● **Document section**:
════════════════════
The facet num_put is used to format numeric values to a character sequence such as an ostream.

22.4.2.2.1 num_put members [facet.num.put.members]

iter_type put(iter_type out, ios_base& str, char_type fill, bool val) const; iter_type put(iter_type out, ios_base& str, char_type fill, long val) const; iter_type put(iter_type out, ios_base& str, char_type fill, long long val) const; iter_type put(iter_type out, ios_base& str, char_type fill, unsigned long val) const; iter_type put(iter_type out, ios_base& str, char_type fill, unsigned long long val) const; iter_type put(iter_type out, ios_base& str, char_type fill, double val) const; iter_type put(iter_type out, ios_base& str, char_type fill, long double val) const; iter_type put(iter_type out, ios_base& str, char_type fill, const void* val) const;

Returns: do_put(out, str, fill, val).

22.4.2.2.2 num_put virtual functions [facet.num.put.virtuals]

iter_type do_put(iter_type out, ios_base& str, char_type fill, long val) const; iter_type do_put(iter_type out, ios_base& str, char_type fill, long long val) const; iter_type do_put(iter_type out, ios_base& str, char_type fill, unsigned long val) const; iter_type do_put(iter_type out, ios_base& str, char_type fill, unsigned long long val) const; iter_type do_put(iter_type out, ios_base& str, char_type fill, double val) const; iter_type do_put(iter_type out, ios_base& str, char_type fill, long double val) const; iter_type do_put(iter_type out, ios_base& str, char_type fill, const void* val) const;

Effects: Writes characters to the sequence out, formatting val as desired. In the following description, a local variable initialized with

locale loc = str.getloc();

The details of this operation occur in several stages:

  • Stage 1: Determine a printf conversion specifier spec and determining the characters that would be printed by printf ([c.files]) given this conversion specifier for

    printf(spec, val )
    

    assuming that the current locale is the "C" locale.

  • Stage 2: Adjust the representation by converting each char determined by stage 1 to a charT using a conversion and values returned by members of use_facet< numpunct<charT> >(str.getloc())

  • Stage 3: Determine where padding is required.

  • Stage 4: Insert the sequence into the out.

Detailed descriptions of each stage follow.

Returns: out.

  • The first action of stage 1 is to determine a conversion specifier. The tables that describe this determination use the following local variables

    fmtflags flags = str.flags() ;
    fmtflags basefield =  (flags & (ios_base::basefield));
    fmtflags uppercase =  (flags & (ios_base::uppercase));
    fmtflags floatfield = (flags & (ios_base::floatfield));
    fmtflags showpos =    (flags & (ios_base::showpos));
    fmtflags showbase =   (flags & (ios_base::showbase));
    

    All tables used in describing stage 1 are ordered. That is, the first line whose condition is true applies. A line without a condition is the default behavior when none of the earlier lines apply.

    For conversion from an integral type other than a character type, the function determines the integral conversion specifier as indicated in Table [tab:localization.integer.conversions.out].
════════════════════
● **Short task**: In the num_put section, what happens in Stage 3 of the do_put operation? The entries have nothing to do with the num_put section.

Region labeling entries
════════════════════
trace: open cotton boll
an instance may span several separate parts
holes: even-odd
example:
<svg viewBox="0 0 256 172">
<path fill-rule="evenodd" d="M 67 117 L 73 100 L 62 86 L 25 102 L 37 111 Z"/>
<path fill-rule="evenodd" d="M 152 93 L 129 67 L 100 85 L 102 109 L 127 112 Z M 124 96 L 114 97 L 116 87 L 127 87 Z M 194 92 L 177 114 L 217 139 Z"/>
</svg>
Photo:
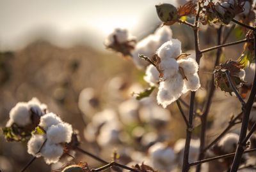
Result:
<svg viewBox="0 0 256 172">
<path fill-rule="evenodd" d="M 159 69 L 163 71 L 163 80 L 172 78 L 179 72 L 179 64 L 174 59 L 168 59 L 162 61 L 159 65 Z"/>
<path fill-rule="evenodd" d="M 198 71 L 198 64 L 192 58 L 179 60 L 178 63 L 179 66 L 183 69 L 185 76 L 193 75 Z"/>
<path fill-rule="evenodd" d="M 236 151 L 239 136 L 236 133 L 228 133 L 223 137 L 218 145 L 225 153 L 232 153 Z"/>
<path fill-rule="evenodd" d="M 40 151 L 46 164 L 50 164 L 57 162 L 63 154 L 63 148 L 59 144 L 54 144 L 46 141 Z"/>
<path fill-rule="evenodd" d="M 186 76 L 188 80 L 184 80 L 184 82 L 188 90 L 196 91 L 201 87 L 199 76 L 196 73 L 194 75 L 186 75 Z"/>
<path fill-rule="evenodd" d="M 159 73 L 152 64 L 147 67 L 146 73 L 143 78 L 145 82 L 150 83 L 150 85 L 157 86 L 159 80 Z"/>
<path fill-rule="evenodd" d="M 19 126 L 26 126 L 31 123 L 31 113 L 26 103 L 18 103 L 10 111 L 10 118 Z"/>
<path fill-rule="evenodd" d="M 40 118 L 39 126 L 47 131 L 48 128 L 53 125 L 63 122 L 62 120 L 53 113 L 49 113 L 42 116 Z"/>
<path fill-rule="evenodd" d="M 40 157 L 41 154 L 38 152 L 38 151 L 43 145 L 45 139 L 45 134 L 33 134 L 28 142 L 28 154 L 31 154 L 36 157 Z"/>
<path fill-rule="evenodd" d="M 173 168 L 176 156 L 170 147 L 158 142 L 149 148 L 148 153 L 156 169 L 167 172 Z"/>
<path fill-rule="evenodd" d="M 161 61 L 176 58 L 181 54 L 181 43 L 176 39 L 165 42 L 157 50 L 157 55 Z"/>
<path fill-rule="evenodd" d="M 122 122 L 129 124 L 138 120 L 140 103 L 130 99 L 122 102 L 118 106 L 118 111 Z"/>
<path fill-rule="evenodd" d="M 47 140 L 53 143 L 69 143 L 72 133 L 72 125 L 65 122 L 49 127 L 46 136 Z"/>
</svg>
════════════════════
● **Solved exercise**: Stage 3 determines where padding is required.